*** Opening Extracted entries ***
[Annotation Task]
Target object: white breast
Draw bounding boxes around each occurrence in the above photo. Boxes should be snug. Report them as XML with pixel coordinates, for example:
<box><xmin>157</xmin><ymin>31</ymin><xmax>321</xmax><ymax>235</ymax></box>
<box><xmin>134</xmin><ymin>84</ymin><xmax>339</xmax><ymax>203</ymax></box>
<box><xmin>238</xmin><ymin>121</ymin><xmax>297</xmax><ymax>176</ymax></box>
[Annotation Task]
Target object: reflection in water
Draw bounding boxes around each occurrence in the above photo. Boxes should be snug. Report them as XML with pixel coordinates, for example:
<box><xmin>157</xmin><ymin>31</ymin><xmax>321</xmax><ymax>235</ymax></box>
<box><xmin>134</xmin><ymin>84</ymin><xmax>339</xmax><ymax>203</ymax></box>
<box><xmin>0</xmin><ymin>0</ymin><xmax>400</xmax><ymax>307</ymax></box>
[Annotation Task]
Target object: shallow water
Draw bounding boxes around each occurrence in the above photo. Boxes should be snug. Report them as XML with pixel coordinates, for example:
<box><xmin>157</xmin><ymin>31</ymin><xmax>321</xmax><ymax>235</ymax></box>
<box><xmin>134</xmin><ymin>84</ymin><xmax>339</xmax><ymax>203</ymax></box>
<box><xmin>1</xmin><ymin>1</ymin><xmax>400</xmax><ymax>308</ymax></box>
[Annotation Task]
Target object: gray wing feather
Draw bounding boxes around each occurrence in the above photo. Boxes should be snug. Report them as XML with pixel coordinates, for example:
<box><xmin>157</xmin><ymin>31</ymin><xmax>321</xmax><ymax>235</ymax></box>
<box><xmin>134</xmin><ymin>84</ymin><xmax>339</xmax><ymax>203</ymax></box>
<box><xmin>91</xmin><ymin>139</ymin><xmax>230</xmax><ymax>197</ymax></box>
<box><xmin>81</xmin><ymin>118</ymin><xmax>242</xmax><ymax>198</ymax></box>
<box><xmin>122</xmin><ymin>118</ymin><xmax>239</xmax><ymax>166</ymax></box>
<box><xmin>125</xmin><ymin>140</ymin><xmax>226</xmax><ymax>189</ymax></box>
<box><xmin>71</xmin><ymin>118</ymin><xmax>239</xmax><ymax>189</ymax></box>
*** Closing Extracted entries ***
● **Prompt**:
Report the number of lines in the records that hold "water" and write no other words.

● **Result of this task**:
2